» WHAT TO WORK ON
Reproduce all the entries exactly.

» LISTED ENTRIES
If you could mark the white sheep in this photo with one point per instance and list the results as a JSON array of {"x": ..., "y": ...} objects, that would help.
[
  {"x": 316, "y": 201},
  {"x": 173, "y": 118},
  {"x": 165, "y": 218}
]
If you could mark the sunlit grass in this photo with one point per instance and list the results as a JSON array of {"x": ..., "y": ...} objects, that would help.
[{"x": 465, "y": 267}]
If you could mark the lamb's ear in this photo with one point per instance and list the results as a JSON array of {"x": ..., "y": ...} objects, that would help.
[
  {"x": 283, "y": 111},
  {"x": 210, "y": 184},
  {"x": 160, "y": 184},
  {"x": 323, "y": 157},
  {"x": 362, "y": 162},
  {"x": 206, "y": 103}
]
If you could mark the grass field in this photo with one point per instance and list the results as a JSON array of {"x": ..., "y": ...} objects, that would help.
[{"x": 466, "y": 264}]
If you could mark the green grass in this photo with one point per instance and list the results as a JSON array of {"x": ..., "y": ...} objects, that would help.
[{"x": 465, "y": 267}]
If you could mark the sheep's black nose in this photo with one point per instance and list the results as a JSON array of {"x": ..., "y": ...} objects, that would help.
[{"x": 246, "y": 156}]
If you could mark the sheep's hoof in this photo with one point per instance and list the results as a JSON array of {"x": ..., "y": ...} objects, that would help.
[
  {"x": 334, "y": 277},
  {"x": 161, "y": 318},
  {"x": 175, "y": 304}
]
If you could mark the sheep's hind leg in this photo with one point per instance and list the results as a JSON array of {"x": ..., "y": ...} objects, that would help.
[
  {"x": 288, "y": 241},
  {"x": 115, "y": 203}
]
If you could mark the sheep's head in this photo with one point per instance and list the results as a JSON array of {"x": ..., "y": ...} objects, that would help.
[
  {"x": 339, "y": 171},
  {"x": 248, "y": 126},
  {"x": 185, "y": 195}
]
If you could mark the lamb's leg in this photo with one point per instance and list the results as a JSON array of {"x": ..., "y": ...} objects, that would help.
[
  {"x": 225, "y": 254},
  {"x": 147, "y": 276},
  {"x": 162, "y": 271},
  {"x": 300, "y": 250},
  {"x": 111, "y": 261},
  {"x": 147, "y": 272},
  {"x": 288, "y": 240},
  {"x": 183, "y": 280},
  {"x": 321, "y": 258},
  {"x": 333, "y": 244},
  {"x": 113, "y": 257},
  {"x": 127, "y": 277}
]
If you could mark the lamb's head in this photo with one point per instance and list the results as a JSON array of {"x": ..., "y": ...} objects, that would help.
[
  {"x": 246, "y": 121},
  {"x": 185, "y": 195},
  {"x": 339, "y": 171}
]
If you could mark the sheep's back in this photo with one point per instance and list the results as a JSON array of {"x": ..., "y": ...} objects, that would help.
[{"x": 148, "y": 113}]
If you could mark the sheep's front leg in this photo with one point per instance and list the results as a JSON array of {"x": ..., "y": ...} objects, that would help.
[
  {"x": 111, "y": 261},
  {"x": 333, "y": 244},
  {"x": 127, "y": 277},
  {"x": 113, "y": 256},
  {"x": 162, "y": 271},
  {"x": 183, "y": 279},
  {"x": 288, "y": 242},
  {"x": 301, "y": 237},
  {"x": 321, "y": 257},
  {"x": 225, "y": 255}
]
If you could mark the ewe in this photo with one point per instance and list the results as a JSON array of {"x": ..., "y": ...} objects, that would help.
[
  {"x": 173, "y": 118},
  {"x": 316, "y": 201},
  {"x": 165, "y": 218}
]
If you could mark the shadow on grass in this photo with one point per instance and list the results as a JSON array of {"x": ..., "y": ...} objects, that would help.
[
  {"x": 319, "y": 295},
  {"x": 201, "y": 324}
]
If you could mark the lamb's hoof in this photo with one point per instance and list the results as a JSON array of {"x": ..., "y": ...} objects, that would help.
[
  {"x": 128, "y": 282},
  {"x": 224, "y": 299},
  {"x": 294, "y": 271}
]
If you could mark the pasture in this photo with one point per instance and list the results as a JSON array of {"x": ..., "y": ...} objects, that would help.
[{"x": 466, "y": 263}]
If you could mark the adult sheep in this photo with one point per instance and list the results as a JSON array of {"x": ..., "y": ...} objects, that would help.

» RESULT OF THIS EXERCISE
If you could mark the white sheep in this photo with one point per instance and list the results as a JSON array of {"x": ..., "y": ...} objects, that would help.
[
  {"x": 316, "y": 201},
  {"x": 173, "y": 118},
  {"x": 165, "y": 218}
]
If you could mark the sunlit grass in this photo with one point per instance and list the results as a JSON array of {"x": ..., "y": ...} objects, that would help.
[{"x": 465, "y": 267}]
If you could mark the lamb's ear in this photo with one point per instance and list the results as a JSON array of {"x": ..., "y": ...} objects, that would help.
[
  {"x": 283, "y": 111},
  {"x": 210, "y": 184},
  {"x": 160, "y": 184},
  {"x": 323, "y": 157},
  {"x": 362, "y": 162},
  {"x": 206, "y": 103}
]
If you could mark the grass field in this photo with one point per instance and list the results as a JSON array of {"x": ..., "y": ...} objects, that would help.
[{"x": 466, "y": 264}]
If you could mark the green grass in this photo with one point per instance and list the results as a JSON array of {"x": ..., "y": ...} objects, that would help.
[{"x": 465, "y": 267}]
If you could mark the sheep's black nose in this photo with one point per instance and list the results as a JSON array of {"x": ..., "y": ...} objects, that would help.
[{"x": 246, "y": 156}]
If you could mark the sheep's hoof in this photo with one point per instance and list the results as a JSON array of {"x": ..., "y": ...} objects, that would help.
[
  {"x": 334, "y": 277},
  {"x": 161, "y": 318},
  {"x": 175, "y": 304}
]
If you could mark the sheep's hind leg in this photo with one point per instance and list the results as a JSON array of {"x": ..., "y": ...} objects, that would help.
[
  {"x": 288, "y": 241},
  {"x": 115, "y": 203}
]
If you could mark the sheep's head in this photo with one point per instance and list the results as a JSON array of {"x": ..., "y": ...} objects, that would help.
[
  {"x": 339, "y": 171},
  {"x": 248, "y": 126},
  {"x": 185, "y": 195}
]
If you could mark the lamb's leg in this photo with one point per instance and list the results as a JSON array of {"x": ..., "y": ...} objects, that would help.
[
  {"x": 225, "y": 254},
  {"x": 147, "y": 276},
  {"x": 162, "y": 271},
  {"x": 300, "y": 250},
  {"x": 111, "y": 261},
  {"x": 147, "y": 272},
  {"x": 288, "y": 240},
  {"x": 183, "y": 280},
  {"x": 321, "y": 258},
  {"x": 333, "y": 244},
  {"x": 113, "y": 257},
  {"x": 127, "y": 277}
]
If you could mark the lamb's head in this photo with one point per instance and list the results as a JSON array of {"x": ..., "y": ...} objects, that would help.
[
  {"x": 246, "y": 121},
  {"x": 185, "y": 195},
  {"x": 339, "y": 171}
]
If you could mark the sheep's back in this photo with one point per instance and list the results as a JSON array of {"x": ..., "y": ...} objects, that would help.
[{"x": 148, "y": 113}]
If you could mark the sheep's front leg in this photo with one point per instance and list the results as a JSON array of {"x": ..., "y": ...} objects, that would help.
[
  {"x": 111, "y": 261},
  {"x": 333, "y": 244},
  {"x": 127, "y": 277},
  {"x": 113, "y": 256},
  {"x": 162, "y": 271},
  {"x": 183, "y": 279},
  {"x": 288, "y": 242},
  {"x": 301, "y": 237},
  {"x": 321, "y": 257},
  {"x": 225, "y": 255}
]
If you could mark the ewe in this photo with one point per instance and list the results as a JSON array of {"x": ..., "y": ...} objects, that would help.
[
  {"x": 173, "y": 118},
  {"x": 316, "y": 201},
  {"x": 165, "y": 218}
]
If you could mark the shadow on grass in this photo with one point per instance and list the results as a JSON array of {"x": ..., "y": ...} objects, that would help.
[
  {"x": 319, "y": 295},
  {"x": 201, "y": 324}
]
If you could mark the lamb's hoof in this photo with one point per instance and list the results as a JSON array of {"x": ..., "y": ...} objects, that would help.
[
  {"x": 128, "y": 282},
  {"x": 224, "y": 299},
  {"x": 294, "y": 271}
]
If you could mark the pasture in this photo with one point per instance and list the results as a JSON array of {"x": ..., "y": ...} objects, that would help.
[{"x": 466, "y": 263}]
If you could mark the adult sheep in this photo with one point per instance and list the results as a JSON array of {"x": ..., "y": ...} objects, that would help.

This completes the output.